— Direction —
Count the lines in the rows below that contain the string "sign". Reply with that number alone.

— Supplied data —
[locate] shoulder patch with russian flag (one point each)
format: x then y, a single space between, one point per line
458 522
==
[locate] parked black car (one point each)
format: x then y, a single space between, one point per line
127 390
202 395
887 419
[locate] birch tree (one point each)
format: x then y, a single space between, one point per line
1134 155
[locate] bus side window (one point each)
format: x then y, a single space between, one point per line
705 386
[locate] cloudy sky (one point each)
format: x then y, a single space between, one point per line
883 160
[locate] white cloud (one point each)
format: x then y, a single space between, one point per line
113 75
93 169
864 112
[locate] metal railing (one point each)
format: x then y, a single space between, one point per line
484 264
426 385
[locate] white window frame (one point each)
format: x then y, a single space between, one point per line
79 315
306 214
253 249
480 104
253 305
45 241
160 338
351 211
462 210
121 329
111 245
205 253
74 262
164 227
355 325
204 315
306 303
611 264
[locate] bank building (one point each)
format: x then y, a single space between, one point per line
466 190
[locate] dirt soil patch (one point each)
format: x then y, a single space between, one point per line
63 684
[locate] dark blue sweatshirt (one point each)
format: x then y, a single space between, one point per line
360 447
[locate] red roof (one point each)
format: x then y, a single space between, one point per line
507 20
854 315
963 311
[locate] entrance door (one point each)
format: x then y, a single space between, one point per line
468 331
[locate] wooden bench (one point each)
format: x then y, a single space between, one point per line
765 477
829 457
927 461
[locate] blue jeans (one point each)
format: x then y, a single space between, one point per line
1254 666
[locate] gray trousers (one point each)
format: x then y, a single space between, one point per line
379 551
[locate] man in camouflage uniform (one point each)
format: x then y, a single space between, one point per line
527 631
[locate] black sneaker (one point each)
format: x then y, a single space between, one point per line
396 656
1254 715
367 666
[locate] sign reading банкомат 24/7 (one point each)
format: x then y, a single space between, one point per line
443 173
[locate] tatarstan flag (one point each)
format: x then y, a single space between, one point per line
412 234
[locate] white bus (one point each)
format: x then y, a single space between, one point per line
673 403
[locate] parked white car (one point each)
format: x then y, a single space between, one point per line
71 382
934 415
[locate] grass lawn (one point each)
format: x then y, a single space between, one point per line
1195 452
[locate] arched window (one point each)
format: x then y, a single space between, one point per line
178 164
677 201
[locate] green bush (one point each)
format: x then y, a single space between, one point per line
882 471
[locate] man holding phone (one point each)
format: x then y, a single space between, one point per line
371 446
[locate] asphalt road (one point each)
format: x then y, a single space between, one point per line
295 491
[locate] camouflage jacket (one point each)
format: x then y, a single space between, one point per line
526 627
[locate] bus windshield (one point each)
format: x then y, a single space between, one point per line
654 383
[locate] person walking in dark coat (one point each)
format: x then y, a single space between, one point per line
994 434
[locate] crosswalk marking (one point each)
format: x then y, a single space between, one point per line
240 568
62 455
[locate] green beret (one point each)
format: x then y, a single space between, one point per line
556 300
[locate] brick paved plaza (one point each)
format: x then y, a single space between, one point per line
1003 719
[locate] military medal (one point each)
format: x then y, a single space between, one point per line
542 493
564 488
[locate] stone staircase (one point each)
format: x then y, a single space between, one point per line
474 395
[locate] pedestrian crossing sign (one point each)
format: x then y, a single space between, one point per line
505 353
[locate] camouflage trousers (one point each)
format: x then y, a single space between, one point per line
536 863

— Final result —
2